Ahlaki belirsizlik, ahlaki kesinliğe ulaşma güçlüğü yaşamamızla ilgilidir. İlkin bu, ahlaki olguların nasıl oldukları hakkında doğrudan, deneyime dayalı bilgiye sahip olamamaktan kaynaklanabilir. Olay bize anlatılmaktadır ve müdahil olan kişiler olayın nasıl olduğu hakkında farklı açıklamalar yapıyor olabilirler. Konu örneğin taciz ise tacize uğrayanın beyanı, duygusal ifadeleri uzmanlar tarafından değerlendirilir. Uzmanların deneyimlerine bağlı bir biçimde hakikatin ne olduğu hakkında bilimsel bilgiyle desteklenmiş bir tahmin oluşur. Fakat yine de bu epistemolojik bakımdan bir tahmindir. Mahkeme böyle bir tahmin ile yargılayabilir; hatta yargıç nihayetinde vicdani kanaatiyle dahi karar verebilir.

**Adlandırılmış nesne işaretleme kayıtları**
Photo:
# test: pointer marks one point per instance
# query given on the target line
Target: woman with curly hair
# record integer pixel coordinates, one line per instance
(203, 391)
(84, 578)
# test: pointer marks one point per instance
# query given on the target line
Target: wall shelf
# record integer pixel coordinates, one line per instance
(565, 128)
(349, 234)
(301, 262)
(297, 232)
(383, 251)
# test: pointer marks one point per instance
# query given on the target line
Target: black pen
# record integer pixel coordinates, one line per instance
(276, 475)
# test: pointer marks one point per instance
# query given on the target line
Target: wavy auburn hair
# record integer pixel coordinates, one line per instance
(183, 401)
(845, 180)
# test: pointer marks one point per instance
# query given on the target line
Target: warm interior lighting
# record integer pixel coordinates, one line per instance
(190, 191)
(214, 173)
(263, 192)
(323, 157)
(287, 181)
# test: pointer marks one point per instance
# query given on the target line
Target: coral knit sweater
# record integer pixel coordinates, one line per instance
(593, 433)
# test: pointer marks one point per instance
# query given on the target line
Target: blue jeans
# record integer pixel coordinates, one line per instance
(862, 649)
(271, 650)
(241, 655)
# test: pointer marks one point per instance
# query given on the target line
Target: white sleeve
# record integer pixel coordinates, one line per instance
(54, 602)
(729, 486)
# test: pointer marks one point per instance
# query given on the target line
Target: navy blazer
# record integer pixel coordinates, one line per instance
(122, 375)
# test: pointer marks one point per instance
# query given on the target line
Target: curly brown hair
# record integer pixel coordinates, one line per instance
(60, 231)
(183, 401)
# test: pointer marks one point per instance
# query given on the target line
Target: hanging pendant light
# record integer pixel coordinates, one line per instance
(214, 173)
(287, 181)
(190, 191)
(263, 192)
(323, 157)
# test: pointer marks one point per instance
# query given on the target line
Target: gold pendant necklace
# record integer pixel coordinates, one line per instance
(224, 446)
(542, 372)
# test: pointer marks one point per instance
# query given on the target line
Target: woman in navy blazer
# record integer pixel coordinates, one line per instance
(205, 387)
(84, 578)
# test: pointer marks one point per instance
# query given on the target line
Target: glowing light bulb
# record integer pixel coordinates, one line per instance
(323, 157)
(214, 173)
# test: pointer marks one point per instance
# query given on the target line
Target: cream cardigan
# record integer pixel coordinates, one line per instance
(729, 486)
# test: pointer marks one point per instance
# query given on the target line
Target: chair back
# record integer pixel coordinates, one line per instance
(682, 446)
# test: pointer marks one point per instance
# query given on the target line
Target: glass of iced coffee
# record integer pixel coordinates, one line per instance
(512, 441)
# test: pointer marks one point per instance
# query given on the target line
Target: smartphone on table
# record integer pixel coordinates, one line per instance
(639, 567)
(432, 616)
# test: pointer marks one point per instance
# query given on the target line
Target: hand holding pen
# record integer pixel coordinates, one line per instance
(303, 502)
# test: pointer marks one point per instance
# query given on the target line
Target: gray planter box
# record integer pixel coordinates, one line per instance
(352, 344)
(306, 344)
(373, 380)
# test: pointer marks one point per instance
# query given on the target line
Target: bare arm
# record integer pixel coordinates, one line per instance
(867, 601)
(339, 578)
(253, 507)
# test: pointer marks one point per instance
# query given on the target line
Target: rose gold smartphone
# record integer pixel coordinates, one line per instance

**Görev Gereksinimleri**
A) Kaynak metne göre aşağıdaki soruları yanıtlayın:
(i) Ahlaki belirsizlik neyle ilgilidir?
(ii) Taciz örneğinde tacize uğrayanın beyanını ve duygusal ifadelerini kimler değerlendirir?
(iii) Yargıç nihayetinde neyle dahi karar verebilir?
B) Kaynak metindeki "Fakat yine de bu epistemolojik bakımdan bir tahmindir." cümlesini İngilizceye çevirin.
C) Kaynak metinde "Ahlaki belirsizlik, ahlaki" ifadesiyle başlayıp "dahi karar verebilir." ifadesine kadar uzanan bölümü olduğu gibi çıkarın.

**Yanıt Listesi**
A)
(i) Ahlaki kesinliğe ulaşma güçlüğü yaşamamızla.
(ii) Uzmanlar.
(iii) Vicdani kanaatiyle.

B) Yet epistemologically, this is still an estimate.

C)
Ahlaki belirsizlik, ahlaki kesinliğe ulaşma güçlüğü yaşamamızla ilgilidir. İlkin bu, ahlaki olguların nasıl oldukları hakkında doğrudan, deneyime dayalı bilgiye sahip olamamaktan kaynaklanabilir. Olay bize anlatılmaktadır ve müdahil olan kişiler olayın nasıl olduğu hakkında farklı açıklamalar yapıyor olabilirler. Konu örneğin taciz ise tacize uğrayanın beyanı, duygusal ifadeleri uzmanlar tarafından değerlendirilir. Uzmanların deneyimlerine bağlı bir biçimde hakikatin ne olduğu hakkında bilimsel bilgiyle desteklenmiş bir tahmin oluşur. Fakat yine de bu epistemolojik bakımdan bir tahmindir. Mahkeme böyle bir tahmin ile yargılayabilir; hatta yargıç nihayetinde vicdani kanaatiyle dahi karar verebilir.